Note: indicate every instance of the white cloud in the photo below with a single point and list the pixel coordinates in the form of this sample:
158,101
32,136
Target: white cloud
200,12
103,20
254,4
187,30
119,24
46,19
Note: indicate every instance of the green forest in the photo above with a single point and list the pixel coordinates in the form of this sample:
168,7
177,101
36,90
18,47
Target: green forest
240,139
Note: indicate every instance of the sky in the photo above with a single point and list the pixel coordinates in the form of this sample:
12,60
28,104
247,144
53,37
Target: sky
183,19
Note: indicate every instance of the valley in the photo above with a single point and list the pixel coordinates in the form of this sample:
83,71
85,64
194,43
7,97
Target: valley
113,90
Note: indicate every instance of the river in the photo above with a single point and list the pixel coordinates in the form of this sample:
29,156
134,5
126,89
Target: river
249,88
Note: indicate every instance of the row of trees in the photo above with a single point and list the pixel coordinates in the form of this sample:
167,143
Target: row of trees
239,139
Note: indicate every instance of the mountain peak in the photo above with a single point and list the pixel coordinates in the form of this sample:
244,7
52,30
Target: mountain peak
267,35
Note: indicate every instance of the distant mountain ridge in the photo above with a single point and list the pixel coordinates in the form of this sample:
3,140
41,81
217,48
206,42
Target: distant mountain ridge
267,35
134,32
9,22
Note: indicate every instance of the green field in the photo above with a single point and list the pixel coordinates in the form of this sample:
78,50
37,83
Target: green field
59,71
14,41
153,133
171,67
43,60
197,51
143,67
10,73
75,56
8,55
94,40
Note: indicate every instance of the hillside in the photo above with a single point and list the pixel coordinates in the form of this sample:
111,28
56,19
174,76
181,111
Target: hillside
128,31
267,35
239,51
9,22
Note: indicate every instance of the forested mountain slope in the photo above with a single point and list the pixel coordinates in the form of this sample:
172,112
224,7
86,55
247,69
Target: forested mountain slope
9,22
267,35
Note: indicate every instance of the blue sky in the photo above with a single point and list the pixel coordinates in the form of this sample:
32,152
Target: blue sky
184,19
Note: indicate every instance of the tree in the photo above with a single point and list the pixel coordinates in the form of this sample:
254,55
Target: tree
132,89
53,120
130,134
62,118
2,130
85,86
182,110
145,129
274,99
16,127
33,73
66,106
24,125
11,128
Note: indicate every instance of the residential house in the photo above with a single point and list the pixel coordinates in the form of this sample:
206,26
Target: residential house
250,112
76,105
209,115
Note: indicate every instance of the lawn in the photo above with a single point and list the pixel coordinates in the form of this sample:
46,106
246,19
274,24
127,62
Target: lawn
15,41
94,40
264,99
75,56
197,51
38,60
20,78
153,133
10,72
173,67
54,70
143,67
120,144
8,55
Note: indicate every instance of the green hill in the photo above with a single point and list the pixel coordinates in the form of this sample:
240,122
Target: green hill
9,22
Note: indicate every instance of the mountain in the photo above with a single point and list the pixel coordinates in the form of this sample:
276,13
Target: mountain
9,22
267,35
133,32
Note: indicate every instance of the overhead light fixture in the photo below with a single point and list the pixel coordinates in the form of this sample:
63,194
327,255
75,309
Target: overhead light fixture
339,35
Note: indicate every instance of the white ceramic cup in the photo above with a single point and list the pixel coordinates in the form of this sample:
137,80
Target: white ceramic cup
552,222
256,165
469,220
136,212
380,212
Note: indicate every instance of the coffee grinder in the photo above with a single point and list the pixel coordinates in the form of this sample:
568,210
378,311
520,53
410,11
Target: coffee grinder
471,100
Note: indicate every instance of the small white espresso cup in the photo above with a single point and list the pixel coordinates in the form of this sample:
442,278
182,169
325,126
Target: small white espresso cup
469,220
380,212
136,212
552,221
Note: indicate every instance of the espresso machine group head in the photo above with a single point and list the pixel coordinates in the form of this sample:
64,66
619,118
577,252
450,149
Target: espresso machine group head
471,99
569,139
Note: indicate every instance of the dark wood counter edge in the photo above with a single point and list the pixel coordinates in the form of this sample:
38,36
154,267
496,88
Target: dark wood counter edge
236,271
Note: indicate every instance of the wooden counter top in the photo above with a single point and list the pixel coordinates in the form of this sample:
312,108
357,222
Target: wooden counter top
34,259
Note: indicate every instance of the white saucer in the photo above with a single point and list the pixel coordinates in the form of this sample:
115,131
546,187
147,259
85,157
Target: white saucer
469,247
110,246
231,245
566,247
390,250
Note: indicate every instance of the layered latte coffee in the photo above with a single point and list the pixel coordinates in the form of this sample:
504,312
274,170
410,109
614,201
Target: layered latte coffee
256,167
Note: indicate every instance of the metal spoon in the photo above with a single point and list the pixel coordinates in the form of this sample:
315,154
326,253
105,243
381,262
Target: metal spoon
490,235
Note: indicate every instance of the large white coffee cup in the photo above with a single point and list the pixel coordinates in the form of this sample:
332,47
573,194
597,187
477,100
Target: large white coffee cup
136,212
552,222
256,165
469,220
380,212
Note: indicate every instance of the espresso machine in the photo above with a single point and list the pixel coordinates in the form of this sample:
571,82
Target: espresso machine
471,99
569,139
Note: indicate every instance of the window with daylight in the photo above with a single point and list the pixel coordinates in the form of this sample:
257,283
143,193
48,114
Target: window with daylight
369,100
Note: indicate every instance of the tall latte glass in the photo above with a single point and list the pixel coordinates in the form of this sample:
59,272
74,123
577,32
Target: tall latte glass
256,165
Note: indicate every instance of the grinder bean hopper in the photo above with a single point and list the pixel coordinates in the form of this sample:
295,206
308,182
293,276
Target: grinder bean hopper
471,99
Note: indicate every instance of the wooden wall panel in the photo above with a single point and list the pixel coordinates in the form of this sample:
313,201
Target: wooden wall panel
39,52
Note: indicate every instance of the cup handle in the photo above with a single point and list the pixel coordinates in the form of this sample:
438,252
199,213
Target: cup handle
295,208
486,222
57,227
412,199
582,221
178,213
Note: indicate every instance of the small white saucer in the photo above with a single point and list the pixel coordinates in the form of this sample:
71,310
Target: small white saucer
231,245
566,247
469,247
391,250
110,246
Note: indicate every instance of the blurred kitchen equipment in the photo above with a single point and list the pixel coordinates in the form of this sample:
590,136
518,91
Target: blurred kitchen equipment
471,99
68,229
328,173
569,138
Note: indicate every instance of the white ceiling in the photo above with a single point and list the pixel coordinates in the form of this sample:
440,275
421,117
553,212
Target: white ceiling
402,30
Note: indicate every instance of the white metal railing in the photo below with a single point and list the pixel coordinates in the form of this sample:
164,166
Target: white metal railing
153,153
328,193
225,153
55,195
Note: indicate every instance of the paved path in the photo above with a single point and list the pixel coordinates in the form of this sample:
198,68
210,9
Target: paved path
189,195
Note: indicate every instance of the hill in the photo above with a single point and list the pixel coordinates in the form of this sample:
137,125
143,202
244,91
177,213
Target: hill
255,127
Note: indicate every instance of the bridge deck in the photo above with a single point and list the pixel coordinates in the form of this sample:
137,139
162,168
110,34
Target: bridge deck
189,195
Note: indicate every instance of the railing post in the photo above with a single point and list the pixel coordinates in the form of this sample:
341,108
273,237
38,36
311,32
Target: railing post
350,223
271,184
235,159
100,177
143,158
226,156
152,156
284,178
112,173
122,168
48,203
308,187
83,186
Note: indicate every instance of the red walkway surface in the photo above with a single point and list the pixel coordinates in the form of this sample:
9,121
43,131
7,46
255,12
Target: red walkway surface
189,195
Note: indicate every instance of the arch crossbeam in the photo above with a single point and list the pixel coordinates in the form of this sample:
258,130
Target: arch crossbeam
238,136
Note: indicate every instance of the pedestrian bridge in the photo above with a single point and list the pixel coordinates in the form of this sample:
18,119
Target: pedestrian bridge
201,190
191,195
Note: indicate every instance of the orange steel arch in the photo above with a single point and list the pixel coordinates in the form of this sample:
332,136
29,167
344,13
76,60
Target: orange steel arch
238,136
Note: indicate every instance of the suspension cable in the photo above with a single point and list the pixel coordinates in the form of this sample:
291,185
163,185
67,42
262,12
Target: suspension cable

::::::::

### What is required:
Reproduce the rows above verbatim, starting at the line that contains "Note: indicate every instance of the red" and ending at the final line of the rows, both included.

### Worked solution:
Note: indicate every instance of the red walkway surface in the photo above with a single point and list the pixel coordinates in the form of this sample:
9,121
43,131
7,46
255,12
Target: red walkway surface
189,195
Note: indicate every instance of the arch crossbeam in the photo above with a single point and list the pixel coordinates in the form of this sample:
258,130
Target: arch crossbeam
238,136
Note: indicate every instance of the pedestrian bridge in the photo above with a single point and list the pixel coordinates in the form of this sample:
18,119
Target: pedestrian bridge
201,190
191,195
Note: indicate every instance of the orange steel arch in the photo above with a single point and list the pixel coordinates in the form of this sample:
332,136
29,167
344,13
76,60
Target: orange steel arch
238,136
Note: indicate every instance of the suspension cable in the photo above with a single point and list the pixel coordinates in the form of this sample:
291,185
163,185
67,42
262,12
Target: suspension cable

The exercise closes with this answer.